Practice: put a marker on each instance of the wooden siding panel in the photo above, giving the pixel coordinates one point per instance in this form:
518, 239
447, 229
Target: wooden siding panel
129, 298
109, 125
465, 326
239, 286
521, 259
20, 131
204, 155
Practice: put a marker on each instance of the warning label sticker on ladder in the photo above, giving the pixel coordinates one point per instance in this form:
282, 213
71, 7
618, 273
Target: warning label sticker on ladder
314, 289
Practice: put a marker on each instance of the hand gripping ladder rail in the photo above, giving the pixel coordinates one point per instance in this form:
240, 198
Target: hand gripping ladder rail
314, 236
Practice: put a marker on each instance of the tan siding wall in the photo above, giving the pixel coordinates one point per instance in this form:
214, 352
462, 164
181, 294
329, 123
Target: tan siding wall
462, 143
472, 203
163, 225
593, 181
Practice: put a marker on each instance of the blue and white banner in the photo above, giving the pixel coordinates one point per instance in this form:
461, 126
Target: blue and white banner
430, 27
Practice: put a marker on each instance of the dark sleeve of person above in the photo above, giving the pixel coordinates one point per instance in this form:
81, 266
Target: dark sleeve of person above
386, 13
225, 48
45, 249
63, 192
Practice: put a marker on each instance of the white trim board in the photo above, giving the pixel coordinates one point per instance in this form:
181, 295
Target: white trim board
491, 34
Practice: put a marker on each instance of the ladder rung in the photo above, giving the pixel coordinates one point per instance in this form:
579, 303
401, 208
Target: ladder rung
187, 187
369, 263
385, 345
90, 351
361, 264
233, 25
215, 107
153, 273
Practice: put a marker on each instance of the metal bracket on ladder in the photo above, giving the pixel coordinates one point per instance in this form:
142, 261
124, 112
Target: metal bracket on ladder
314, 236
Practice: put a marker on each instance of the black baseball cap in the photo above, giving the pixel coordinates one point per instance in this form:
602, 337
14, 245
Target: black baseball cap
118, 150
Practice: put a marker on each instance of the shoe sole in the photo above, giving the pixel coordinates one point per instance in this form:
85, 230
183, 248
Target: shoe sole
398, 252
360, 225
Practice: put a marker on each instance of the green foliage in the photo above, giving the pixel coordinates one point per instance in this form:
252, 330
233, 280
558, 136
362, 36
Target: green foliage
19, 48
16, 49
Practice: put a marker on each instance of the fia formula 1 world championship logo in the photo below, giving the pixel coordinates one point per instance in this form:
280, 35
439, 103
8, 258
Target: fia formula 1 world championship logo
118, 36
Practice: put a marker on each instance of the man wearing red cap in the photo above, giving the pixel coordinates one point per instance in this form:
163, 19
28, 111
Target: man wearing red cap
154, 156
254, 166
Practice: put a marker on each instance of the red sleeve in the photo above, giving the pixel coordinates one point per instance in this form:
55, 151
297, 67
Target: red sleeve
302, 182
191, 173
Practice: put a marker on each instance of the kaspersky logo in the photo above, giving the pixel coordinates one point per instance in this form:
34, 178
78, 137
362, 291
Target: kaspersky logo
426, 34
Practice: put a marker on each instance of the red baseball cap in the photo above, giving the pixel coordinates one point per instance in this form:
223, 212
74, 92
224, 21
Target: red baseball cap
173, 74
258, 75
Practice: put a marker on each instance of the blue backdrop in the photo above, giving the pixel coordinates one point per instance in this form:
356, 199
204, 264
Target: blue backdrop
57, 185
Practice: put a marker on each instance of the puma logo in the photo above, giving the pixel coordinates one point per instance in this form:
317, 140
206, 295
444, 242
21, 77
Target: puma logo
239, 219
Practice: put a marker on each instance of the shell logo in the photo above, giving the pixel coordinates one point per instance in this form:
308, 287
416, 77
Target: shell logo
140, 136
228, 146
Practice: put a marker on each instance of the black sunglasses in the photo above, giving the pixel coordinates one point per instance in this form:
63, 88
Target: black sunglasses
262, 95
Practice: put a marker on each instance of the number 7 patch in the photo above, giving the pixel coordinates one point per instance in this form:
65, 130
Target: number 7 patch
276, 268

════════

TASK ITEM: Return the material exactly as it was provided.

EXERCISE RESULT:
Practice: put a marker on each instance of the wooden siding panel in the photo above, giving the pixel coordinates one point per instance in this form:
518, 239
447, 229
Target: wooden siding panel
129, 298
109, 125
465, 326
239, 286
521, 259
20, 131
204, 155
Practice: put a marker on each instance of the warning label sticker on ladder in the photo above, giving the pixel coordinates one point per instance in this form:
282, 213
71, 7
618, 273
Target: warning label sticker on ladder
314, 289
Practice: put a marker on each instance of the hand gripping ladder rail in the photo above, giving the pixel coordinates one point per instance in this form:
240, 198
Target: hand gripping ladder rail
314, 236
Practice: put a marker on each instance of the tan siding wall in the photo above, giving the pixel coordinates one point per instance in this form:
214, 352
462, 164
181, 294
329, 123
Target: tan siding wall
462, 143
472, 203
163, 225
593, 181
Practice: put a marker on each instance of the blue and white banner in the photo above, giving the pixel coordinates one point per instance in this form:
461, 126
Target: blue and white banner
430, 27
Practice: put a marker on each instance of the dark sleeve of person above in the photo above, giving the pixel coordinates one point per instance in this form:
81, 266
Target: dark sleeve of person above
386, 13
225, 48
45, 249
63, 192
Practice: put a marker on each instance of the white trim board in the photo above, giving the pixel coordinates one point per instance in this form:
181, 295
Target: white trim board
491, 34
Practice: put a marker on each instance of the ladder rung in the photo above, giving the pixel coordinates one point per instance in this form:
579, 303
401, 208
Target: ladder rung
187, 187
369, 263
385, 345
90, 351
361, 264
233, 25
215, 107
153, 273
Practice: put a marker on each instance of the metal bracket on ladder in the photo above, giving the pixel coordinates one point per instance in this form:
142, 261
124, 112
Target: metal bracket on ladder
314, 236
Practice: put a marker on each instance of the black baseball cap in the photo above, giving the pixel coordinates one point per instance in this form:
602, 337
14, 245
Target: black baseball cap
118, 150
Practice: put a marker on each instance of the shoe sole in the photo above, giving the pixel coordinates one point per instance in this form:
85, 230
183, 248
Target: shoe sole
398, 252
360, 225
Practice: put a marker on each instance of the green foliage in the photo above, giving the pixel coordinates one point per instance in this form:
252, 330
233, 280
558, 136
362, 36
Target: green foliage
19, 48
16, 49
Practice: put a marker on each instance of the fia formula 1 world championship logo in the photo below, giving the pixel coordinates one point per instance in this form:
280, 35
439, 103
8, 258
Target: fia formula 1 world championship logo
118, 36
Practice: put a marker on each instance of the man wearing red cap in the photo above, giving the pixel coordinates one point per instance in this form:
163, 19
28, 111
Target: man wearing red cap
154, 156
254, 166
Practice: put a marker on each instance of the red sleeve in the photo above, giving the pixel coordinates one point per instance in this form:
55, 151
297, 67
Target: red sleeve
302, 182
191, 173
Practice: put a marker on each instance of the kaspersky logo in the photo above, giving the pixel coordinates one point per instance in this form:
34, 178
78, 137
362, 291
Target: kaspersky logo
426, 34
Practice: put a marker on each instance of the red baseball cap in the photo above, giving the pixel coordinates one point per instance in this form:
223, 212
74, 92
224, 21
Target: red baseball cap
173, 74
258, 75
Practice: put a marker on each instance of the blue backdrop in the photo above, giving the pixel coordinates one point per instance in this form:
356, 199
204, 264
Target: blue backdrop
57, 185
Practice: put a marker on each instance of the puma logo in the photo above, giving the pixel coordinates one point per instance in this form:
317, 140
206, 295
444, 242
21, 77
Target: puma logo
239, 219
Practice: put a marker on each instance of the shell logo in the photo above, giving the pixel coordinates one point per instance in this form:
308, 287
416, 77
Target: shell logo
140, 136
228, 146
Practice: put a marker on each instance of the black sunglasses in the photo above, giving the pixel coordinates one point per instance in this form:
63, 88
Target: black sunglasses
262, 95
Practice: put a marker on each instance of the number 7 patch in the photo above, giving the pixel coordinates one point per instance in this form:
65, 130
Target: number 7 patch
276, 268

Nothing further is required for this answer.